◆ **Excerto selecionado**
>>>

Resolução do Conselho de Ministros n.º 139/2019
Sumário: Aprova medidas de prevenção e combate à violência doméstica.
A violência contra as mulheres e a violência doméstica são das formas mais gravosas de discriminação das mulheres em razão do seu sexo, reflexo de persistentes estereótipos de género e de relações de poder desiguais, como foi reconhecido pela Convenção do Conselho da Europa para a Prevenção e o Combate à Violência contra as Mulheres e a Violência Doméstica, adotada em Istambul, a 11 de maio de 2011. Os impactos desta violência não se circunscrevem apenas às vítimas diretamente envolvidas, afetando também as famílias e a sociedade no seu conjunto.
Neste quadro de circunstâncias, aproxima-se o décimo aniversário da Lei 112/2009, de 16 de setembro, que criou o regime jurídico aplicável à prevenção da violência doméstica, à proteção e à assistência das suas vítimas - o que recomendaria, em si mesmo, uma avaliação dos efeitos práticos da sua aplicação. Além disto, considerando o número de homicídios de mulheres já ocorridos no corrente ano de 2019, torna-se necessário reforçar as respostas para prevenir e combater a violência contra as mulheres e a violência doméstica, em todas as suas dimensões, definindo mecanismos que permitam evitar a ocorrência ou perpetuação deste tipo de situações e que reforcem a eficácia da tutela penal relativamente à proteção das vítimas e ao sancionamento das pessoas agressoras, em linha com as recomendações do Grupo de Peritos para o Combate à Violência contra as Mulheres e a Violência Doméstica do Conselho da Europa, bem como da Equipa de Análise Retrospetiva de Homicídios em Violência Doméstica constituída nos termos do artigo 4.º-A da Lei 112/2009, de 16 de setembro, na sua redação atual.
A montante, trata-se de promover a literacia e de prevenir a violência contra as mulheres e a violência doméstica, desenhando campanhas e intervenções que contribuam para a mudança de comportamentos da sociedade e para a progressiva intolerância social face à violência.
A violência, mormente a violência doméstica, é, indiscutivelmente, também um problema de segurança e de saúde públicas, que impõe a adoção de estratégias multissetoriais e de respostas rápidas de múltiplas naturezas. É, pois, preciso continuar a sensibilizar e formar os profissionais que contactam com pessoas especialmente vulneráveis, para que a deteção de situações de violência ocorra o mais precocemente possível e a sinalização possa ser feita. E, perante uma situação de violência, é preciso agir rapidamente, assistindo a vítima no tratamento imediato de que necessita, providenciando apoio psicológico e interagindo com as respostas existentes para que o ciclo de violência seja interrompido.

<<<

◆ **Tarefas a realizar**
[1] Segundo o excerto selecionado, em que cidade e em que data foi adotada a Convenção do Conselho da Europa para a Prevenção e o Combate à Violência contra as Mulheres e a Violência Doméstica?
[2] Traduza para inglês a seguinte frase do excerto selecionado: "A montante, trata-se de promover a literacia e de prevenir a violência contra as mulheres e a violência doméstica, desenhando campanhas e intervenções que contribuam para a mudança de comportamentos da sociedade e para a progressiva intolerância social face à violência."

◆ **Conjunto de dados**
>>>

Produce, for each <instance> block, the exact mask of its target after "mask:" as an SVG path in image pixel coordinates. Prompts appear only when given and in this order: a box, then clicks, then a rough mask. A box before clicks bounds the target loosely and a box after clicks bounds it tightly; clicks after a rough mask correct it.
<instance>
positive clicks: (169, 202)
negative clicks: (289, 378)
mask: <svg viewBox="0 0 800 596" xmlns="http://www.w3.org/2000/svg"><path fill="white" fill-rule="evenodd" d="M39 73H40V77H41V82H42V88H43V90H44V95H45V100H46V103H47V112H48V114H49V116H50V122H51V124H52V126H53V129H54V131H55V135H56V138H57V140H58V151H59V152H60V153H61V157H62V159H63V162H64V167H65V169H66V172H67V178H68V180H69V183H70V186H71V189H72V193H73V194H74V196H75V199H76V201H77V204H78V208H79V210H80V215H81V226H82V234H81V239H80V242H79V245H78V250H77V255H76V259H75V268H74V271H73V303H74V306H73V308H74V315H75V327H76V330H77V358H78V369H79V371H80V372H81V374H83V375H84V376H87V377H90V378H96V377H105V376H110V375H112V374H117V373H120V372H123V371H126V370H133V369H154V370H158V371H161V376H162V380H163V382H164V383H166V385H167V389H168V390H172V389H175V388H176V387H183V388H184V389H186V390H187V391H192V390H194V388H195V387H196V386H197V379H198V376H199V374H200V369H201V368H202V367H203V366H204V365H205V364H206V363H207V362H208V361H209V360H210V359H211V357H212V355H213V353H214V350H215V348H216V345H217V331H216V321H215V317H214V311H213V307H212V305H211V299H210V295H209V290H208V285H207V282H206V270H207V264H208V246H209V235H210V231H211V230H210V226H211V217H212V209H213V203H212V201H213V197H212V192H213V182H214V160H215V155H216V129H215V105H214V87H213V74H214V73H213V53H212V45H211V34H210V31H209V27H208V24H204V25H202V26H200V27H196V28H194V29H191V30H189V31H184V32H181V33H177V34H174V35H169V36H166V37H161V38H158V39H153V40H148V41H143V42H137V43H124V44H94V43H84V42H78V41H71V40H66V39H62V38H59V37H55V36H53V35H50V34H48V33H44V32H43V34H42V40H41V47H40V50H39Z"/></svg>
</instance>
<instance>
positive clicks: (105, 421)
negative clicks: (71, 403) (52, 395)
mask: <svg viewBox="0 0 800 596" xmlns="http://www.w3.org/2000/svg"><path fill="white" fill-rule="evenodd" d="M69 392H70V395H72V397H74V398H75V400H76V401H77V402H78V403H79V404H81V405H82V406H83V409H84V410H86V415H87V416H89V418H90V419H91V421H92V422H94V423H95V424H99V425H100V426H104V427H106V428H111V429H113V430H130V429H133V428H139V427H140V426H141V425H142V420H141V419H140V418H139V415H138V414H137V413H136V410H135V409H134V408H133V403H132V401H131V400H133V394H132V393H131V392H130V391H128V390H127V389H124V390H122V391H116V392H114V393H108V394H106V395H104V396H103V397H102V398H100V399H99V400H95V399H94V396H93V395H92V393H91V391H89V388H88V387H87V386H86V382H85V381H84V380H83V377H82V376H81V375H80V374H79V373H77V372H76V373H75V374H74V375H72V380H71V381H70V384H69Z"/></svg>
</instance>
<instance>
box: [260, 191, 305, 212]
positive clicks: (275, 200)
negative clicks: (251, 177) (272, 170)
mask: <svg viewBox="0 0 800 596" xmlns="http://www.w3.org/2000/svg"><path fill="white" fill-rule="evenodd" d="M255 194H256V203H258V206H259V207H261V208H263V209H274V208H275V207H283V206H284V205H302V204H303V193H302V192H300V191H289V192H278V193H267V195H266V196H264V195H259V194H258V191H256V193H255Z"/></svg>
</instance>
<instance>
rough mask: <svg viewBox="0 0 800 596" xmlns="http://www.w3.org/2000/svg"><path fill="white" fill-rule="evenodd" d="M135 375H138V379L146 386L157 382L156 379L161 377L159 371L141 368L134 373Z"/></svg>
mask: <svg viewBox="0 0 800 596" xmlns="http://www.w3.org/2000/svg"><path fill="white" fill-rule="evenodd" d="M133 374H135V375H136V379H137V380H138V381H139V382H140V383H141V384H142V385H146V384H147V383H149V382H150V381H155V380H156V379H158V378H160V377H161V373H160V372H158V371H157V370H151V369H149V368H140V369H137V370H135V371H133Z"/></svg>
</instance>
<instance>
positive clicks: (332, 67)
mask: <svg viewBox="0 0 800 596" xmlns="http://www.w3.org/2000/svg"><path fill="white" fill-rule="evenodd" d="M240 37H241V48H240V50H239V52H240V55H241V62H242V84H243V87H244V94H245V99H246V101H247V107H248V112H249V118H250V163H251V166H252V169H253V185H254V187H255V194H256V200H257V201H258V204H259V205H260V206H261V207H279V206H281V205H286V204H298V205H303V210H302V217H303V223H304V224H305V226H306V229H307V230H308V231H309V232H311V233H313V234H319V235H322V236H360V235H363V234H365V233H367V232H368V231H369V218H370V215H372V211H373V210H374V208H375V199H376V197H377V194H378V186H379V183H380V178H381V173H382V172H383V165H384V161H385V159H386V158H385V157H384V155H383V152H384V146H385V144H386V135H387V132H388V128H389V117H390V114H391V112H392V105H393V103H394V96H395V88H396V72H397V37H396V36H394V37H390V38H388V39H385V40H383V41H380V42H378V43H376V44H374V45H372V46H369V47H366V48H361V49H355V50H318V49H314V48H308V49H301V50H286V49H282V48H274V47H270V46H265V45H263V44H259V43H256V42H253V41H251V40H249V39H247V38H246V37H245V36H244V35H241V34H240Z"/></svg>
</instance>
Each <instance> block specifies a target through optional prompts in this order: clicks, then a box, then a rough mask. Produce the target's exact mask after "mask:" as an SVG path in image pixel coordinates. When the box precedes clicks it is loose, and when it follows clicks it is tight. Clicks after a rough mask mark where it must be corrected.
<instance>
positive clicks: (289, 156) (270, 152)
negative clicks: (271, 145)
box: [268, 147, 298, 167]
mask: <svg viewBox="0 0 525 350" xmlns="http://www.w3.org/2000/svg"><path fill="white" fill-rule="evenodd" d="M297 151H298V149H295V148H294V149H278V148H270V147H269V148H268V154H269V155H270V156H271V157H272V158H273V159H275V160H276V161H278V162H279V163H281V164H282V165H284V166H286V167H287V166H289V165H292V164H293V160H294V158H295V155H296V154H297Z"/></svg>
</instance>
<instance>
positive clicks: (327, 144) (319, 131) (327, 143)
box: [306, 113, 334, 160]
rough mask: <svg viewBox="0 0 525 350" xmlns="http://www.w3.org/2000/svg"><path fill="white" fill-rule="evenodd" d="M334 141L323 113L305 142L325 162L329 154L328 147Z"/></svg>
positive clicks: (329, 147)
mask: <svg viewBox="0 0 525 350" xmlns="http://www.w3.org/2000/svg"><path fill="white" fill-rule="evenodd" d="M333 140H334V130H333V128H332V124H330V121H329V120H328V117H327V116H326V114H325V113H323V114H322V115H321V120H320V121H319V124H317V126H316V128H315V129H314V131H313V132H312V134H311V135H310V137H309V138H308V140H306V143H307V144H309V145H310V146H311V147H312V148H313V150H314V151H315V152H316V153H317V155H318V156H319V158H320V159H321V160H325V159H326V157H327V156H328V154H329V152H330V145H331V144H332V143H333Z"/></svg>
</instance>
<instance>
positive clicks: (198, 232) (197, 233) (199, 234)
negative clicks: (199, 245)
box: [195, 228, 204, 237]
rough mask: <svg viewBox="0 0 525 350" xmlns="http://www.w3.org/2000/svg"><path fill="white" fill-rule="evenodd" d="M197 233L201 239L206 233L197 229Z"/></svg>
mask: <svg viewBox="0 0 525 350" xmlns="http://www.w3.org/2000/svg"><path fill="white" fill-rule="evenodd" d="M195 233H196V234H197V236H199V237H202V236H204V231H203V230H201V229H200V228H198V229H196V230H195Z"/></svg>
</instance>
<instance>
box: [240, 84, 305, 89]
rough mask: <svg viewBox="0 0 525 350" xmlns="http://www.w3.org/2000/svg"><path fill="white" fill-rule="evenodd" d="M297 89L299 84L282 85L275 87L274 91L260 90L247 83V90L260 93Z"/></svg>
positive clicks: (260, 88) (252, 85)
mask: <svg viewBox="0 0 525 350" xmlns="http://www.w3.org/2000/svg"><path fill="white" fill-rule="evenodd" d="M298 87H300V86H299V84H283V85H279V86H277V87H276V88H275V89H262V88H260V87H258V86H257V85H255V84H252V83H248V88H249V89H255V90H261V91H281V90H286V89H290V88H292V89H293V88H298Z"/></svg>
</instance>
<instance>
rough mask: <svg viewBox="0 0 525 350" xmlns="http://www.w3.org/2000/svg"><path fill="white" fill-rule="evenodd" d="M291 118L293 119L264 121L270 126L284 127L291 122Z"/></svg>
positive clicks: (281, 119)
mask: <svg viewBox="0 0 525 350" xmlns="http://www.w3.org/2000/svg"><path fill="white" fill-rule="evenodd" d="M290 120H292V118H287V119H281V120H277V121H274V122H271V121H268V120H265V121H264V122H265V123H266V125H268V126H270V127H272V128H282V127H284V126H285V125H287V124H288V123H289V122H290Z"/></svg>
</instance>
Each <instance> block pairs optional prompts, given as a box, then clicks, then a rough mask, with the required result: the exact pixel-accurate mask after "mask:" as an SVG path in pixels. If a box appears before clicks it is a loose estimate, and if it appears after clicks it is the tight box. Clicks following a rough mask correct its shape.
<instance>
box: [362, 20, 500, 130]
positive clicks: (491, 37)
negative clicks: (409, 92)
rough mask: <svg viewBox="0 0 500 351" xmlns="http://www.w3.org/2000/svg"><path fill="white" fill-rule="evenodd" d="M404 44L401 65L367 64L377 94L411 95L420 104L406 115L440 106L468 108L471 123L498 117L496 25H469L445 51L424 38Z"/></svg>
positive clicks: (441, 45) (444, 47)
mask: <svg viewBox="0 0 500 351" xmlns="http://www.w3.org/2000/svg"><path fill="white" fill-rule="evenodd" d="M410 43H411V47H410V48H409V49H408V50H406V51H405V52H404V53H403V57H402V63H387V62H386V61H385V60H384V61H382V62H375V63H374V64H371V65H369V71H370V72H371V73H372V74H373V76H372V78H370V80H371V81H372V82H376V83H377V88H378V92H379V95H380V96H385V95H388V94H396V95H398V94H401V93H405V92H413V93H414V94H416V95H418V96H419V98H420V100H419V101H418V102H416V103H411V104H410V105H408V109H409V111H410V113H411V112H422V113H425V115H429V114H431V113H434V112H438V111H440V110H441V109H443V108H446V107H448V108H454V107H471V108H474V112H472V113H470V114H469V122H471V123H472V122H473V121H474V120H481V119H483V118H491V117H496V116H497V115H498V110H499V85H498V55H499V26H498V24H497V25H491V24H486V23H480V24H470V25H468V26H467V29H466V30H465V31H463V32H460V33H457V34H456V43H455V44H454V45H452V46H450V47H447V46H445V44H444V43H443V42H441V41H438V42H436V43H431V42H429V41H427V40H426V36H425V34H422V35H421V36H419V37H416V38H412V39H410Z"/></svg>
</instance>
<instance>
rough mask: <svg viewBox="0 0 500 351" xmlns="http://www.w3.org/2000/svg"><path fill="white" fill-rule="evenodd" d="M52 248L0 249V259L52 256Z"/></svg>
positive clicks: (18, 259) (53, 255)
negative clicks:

<<<

◆ **Tarefas resolvidas**
[1] Em Istambul, a 11 de maio de 2011.

[2] Upstream, the aim is to promote literacy and to prevent violence against women and domestic violence by designing campaigns and interventions that contribute to changing society's behavior and to a progressive social intolerance toward violence.